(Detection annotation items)
————————
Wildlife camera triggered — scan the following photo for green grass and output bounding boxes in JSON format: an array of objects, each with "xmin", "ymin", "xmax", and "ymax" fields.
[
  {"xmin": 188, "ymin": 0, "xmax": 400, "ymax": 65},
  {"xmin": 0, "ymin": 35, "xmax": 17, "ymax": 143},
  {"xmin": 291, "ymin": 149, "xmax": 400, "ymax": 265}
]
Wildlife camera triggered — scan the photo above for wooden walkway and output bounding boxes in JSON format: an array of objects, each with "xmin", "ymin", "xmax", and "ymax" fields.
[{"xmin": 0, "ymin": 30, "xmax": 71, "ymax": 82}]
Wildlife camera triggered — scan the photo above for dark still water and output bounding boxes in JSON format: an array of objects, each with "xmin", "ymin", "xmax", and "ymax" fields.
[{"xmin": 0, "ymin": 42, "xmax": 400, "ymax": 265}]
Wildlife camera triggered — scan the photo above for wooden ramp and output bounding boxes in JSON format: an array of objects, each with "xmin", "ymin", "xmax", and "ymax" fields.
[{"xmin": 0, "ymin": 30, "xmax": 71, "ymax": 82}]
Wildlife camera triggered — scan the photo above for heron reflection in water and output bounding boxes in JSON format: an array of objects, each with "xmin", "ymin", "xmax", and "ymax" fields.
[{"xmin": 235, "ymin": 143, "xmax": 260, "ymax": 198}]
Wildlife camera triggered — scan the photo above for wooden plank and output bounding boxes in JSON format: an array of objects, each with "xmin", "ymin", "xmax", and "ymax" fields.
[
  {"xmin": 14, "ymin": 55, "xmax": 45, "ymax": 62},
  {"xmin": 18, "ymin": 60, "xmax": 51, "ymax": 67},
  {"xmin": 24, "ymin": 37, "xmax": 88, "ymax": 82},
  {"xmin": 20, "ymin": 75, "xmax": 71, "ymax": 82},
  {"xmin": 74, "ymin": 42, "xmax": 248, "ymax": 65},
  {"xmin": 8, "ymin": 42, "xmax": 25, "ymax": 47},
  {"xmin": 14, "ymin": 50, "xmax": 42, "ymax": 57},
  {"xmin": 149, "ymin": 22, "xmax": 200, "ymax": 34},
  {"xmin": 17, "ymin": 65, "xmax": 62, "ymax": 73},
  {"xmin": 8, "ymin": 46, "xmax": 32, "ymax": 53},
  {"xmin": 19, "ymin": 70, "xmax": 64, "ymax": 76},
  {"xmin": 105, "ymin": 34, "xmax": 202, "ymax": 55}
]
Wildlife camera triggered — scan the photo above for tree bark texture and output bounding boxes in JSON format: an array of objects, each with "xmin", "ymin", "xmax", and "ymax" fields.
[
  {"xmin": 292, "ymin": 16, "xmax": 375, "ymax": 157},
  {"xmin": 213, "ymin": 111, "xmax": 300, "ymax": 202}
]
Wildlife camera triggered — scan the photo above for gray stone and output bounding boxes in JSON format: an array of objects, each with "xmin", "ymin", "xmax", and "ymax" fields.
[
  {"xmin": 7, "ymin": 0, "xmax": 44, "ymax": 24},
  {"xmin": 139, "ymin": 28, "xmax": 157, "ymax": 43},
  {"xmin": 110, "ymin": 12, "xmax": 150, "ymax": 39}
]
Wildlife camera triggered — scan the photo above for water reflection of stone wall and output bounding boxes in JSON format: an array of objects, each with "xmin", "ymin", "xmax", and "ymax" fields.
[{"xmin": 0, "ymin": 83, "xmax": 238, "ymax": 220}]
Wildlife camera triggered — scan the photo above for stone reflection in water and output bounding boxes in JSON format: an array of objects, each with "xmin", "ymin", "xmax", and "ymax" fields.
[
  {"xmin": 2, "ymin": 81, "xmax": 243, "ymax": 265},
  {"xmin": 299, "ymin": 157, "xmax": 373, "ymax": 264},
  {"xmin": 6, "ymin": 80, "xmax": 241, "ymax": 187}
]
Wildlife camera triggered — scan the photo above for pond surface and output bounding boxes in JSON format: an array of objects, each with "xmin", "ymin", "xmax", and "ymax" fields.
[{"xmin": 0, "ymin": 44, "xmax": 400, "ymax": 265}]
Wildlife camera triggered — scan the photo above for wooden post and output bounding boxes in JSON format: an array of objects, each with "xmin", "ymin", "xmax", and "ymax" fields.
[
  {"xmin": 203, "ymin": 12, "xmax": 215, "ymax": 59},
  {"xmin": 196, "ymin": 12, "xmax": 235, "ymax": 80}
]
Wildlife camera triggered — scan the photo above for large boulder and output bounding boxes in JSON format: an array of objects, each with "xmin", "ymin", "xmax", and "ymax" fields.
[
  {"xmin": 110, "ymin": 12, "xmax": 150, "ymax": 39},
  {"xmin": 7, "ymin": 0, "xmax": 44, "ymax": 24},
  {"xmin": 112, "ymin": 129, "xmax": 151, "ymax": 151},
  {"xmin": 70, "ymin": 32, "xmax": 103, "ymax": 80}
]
————————
REQUIREMENTS: Can you return, verbatim, the stretch of items from the line containing "Wildlife camera triggered — scan the photo above for wooden post" through the end of the items?

TASK SOLUTION:
Wildlife camera triggered — scan the photo above for wooden post and output bounding boxes in JSON format: an array of objects, each with "xmin", "ymin", "xmax", and "ymax" fields.
[
  {"xmin": 203, "ymin": 12, "xmax": 215, "ymax": 59},
  {"xmin": 196, "ymin": 12, "xmax": 235, "ymax": 80}
]
Wildlife camera triggered — scan the photo above for large boulder and output bounding boxes in JSON format: an array of objects, each with "xmin", "ymin", "xmax", and "ymax" fields.
[
  {"xmin": 110, "ymin": 12, "xmax": 150, "ymax": 39},
  {"xmin": 7, "ymin": 0, "xmax": 44, "ymax": 24},
  {"xmin": 112, "ymin": 129, "xmax": 151, "ymax": 151},
  {"xmin": 70, "ymin": 32, "xmax": 103, "ymax": 80}
]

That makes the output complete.